• Written instruction a
Find every line in the rows that contains the string "branch" and copy each of those lines in full.

• Page
***
Michael Paul Ansah (born 31 October 1928) was a Ghanaian politician who served in the First and Third Republics. He served as a member of parliament for the Akwamu constituency from 1965 to 1966 and the member of parliament for the Mid-Volta constituency from 1979 to 1981. He also served as the Minister for Health from 1979 to 1981 and the Minister for Industry, Science and Technology from August 1981 to December 1981.

Early life and education
Ansah was born on 31 October 1928 in Anum, a town in the Eastern Region. He had his early education at the Mampong-Akwapim Primary School from 1935 to 1940. He had his middle school education at the Akropong-Akwapim Middle School and the Begoro Middle School from 1941 to 1942 and from 1942 to 1944 respectively. He entered the Presbyterian Secondary School (now Presbyterian Boys' Senior High School) in 1945 completing in 1949. He later had his post-secondary education at the Akropong Teacher Training College (now the  Presbyterian College of Education, Akropong) where he obtained his Teachers' Certificate 'A'. After a few years in the teaching profession he entered the University of Ghana, Legon graduating with a degree in history in 1959. He later read politics and anthropology at the Institute of African Studies at the University of Ghana graduating in 1965. He was the first president and founder of the Students Historical Association at the University of Ghana he was also the founder and first secretary of the Akwamu Youth League in 1958 (now Akwamu Students Union).
***
• Written instruction b
According to the biography above, in what subject did Ansah earn his degree from the University of Ghana, Legon, in 1959?

• Supplied data
***
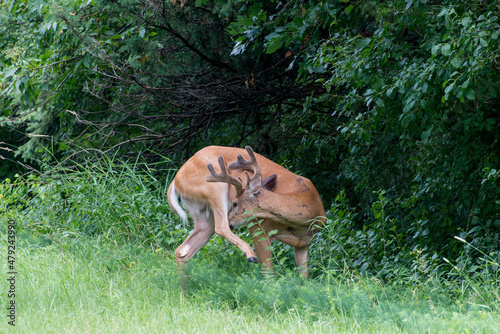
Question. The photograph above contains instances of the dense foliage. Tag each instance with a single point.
(392, 108)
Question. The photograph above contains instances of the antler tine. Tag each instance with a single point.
(223, 176)
(251, 164)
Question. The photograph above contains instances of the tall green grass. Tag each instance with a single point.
(95, 254)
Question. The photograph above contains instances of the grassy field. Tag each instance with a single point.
(83, 285)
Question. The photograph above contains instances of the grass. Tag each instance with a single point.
(85, 285)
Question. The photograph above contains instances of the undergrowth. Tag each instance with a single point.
(115, 218)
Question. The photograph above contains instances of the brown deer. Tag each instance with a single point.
(287, 207)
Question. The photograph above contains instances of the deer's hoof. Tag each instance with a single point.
(252, 259)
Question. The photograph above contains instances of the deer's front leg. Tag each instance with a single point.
(222, 229)
(203, 230)
(262, 245)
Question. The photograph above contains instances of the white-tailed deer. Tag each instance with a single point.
(287, 206)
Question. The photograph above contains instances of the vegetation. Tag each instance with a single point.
(391, 108)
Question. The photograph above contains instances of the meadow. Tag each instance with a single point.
(94, 253)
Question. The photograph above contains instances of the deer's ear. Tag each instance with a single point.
(270, 182)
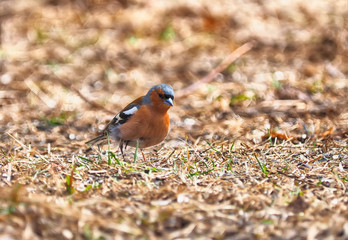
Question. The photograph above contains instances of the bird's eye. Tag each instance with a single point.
(168, 96)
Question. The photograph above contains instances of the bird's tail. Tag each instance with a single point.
(98, 140)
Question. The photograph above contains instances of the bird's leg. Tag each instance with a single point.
(136, 151)
(143, 155)
(121, 148)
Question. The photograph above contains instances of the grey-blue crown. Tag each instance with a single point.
(167, 90)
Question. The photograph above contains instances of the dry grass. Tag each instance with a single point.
(260, 152)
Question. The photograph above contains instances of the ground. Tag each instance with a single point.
(256, 151)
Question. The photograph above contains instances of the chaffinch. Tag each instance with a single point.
(145, 120)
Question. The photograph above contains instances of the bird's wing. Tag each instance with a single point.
(121, 118)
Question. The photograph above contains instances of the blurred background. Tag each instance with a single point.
(66, 67)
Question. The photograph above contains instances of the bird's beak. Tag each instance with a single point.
(169, 101)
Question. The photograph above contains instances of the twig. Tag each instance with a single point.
(222, 66)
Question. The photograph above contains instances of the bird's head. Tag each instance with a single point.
(160, 96)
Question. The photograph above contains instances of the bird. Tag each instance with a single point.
(142, 123)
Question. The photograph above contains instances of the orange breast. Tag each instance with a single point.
(148, 126)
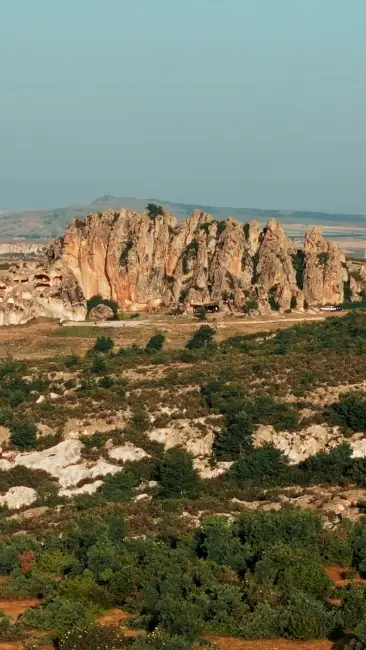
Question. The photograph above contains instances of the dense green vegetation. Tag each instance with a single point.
(262, 576)
(94, 301)
(188, 559)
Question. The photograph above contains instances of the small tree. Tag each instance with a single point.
(201, 338)
(103, 344)
(98, 366)
(201, 314)
(154, 210)
(177, 476)
(23, 434)
(94, 301)
(250, 306)
(156, 342)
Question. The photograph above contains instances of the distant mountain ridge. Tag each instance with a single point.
(49, 224)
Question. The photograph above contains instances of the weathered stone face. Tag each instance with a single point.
(324, 274)
(144, 262)
(101, 313)
(30, 290)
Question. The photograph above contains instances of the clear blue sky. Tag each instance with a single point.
(251, 103)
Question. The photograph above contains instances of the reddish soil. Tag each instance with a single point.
(113, 617)
(15, 608)
(228, 643)
(339, 574)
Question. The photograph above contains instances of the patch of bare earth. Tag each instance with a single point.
(15, 608)
(229, 643)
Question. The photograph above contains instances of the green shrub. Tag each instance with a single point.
(103, 344)
(262, 464)
(177, 476)
(119, 487)
(250, 306)
(55, 561)
(202, 338)
(23, 434)
(235, 438)
(201, 314)
(60, 615)
(349, 412)
(98, 366)
(156, 342)
(155, 210)
(306, 617)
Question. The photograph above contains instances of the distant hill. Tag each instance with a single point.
(48, 224)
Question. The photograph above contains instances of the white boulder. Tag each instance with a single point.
(18, 497)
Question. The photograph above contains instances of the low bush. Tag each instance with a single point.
(23, 434)
(156, 343)
(103, 344)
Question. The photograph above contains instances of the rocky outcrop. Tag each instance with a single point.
(325, 270)
(100, 313)
(144, 262)
(299, 445)
(30, 290)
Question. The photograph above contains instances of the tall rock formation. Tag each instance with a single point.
(325, 270)
(145, 262)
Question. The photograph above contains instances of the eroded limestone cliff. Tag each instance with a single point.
(145, 262)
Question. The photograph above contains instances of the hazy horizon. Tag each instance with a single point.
(247, 103)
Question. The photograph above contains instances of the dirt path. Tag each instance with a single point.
(15, 608)
(229, 643)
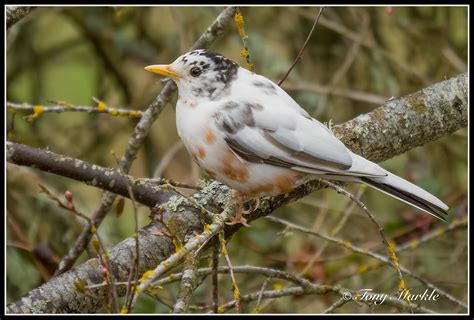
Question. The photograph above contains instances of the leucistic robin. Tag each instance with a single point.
(248, 133)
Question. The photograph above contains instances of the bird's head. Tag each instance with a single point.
(199, 74)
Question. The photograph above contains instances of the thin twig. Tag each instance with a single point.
(371, 254)
(215, 266)
(141, 132)
(62, 106)
(188, 283)
(390, 246)
(235, 287)
(339, 303)
(316, 20)
(193, 244)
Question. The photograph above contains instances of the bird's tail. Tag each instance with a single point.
(408, 192)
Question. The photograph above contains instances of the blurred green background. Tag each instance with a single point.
(357, 58)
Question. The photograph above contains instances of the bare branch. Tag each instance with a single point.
(105, 178)
(300, 53)
(140, 133)
(66, 107)
(431, 113)
(188, 283)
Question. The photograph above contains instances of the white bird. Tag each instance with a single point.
(248, 133)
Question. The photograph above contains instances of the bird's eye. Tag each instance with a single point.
(195, 71)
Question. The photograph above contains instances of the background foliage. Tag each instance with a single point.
(357, 58)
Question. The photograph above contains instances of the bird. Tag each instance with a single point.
(248, 133)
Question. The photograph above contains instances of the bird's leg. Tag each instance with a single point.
(238, 198)
(257, 204)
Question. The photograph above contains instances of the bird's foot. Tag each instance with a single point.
(254, 206)
(238, 217)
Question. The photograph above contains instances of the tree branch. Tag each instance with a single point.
(108, 179)
(394, 128)
(139, 135)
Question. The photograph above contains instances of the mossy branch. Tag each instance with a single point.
(399, 125)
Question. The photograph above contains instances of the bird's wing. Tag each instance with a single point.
(273, 129)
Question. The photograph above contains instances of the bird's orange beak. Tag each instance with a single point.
(164, 70)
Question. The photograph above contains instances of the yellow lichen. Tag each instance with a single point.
(146, 275)
(37, 110)
(101, 106)
(278, 286)
(124, 310)
(363, 269)
(80, 285)
(239, 21)
(236, 292)
(177, 246)
(96, 244)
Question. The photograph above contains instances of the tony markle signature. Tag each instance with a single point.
(379, 298)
***
• Correct answer a
Question. The photograph above contains instances of the bare branch. Tag each instance with a single point.
Question. The photograph above contains instances of the tree branch. Tag each instance with a single point.
Question. The photograph above contains instances of the mossy branch. Tag each instance with a single point.

• Correct answer b
History.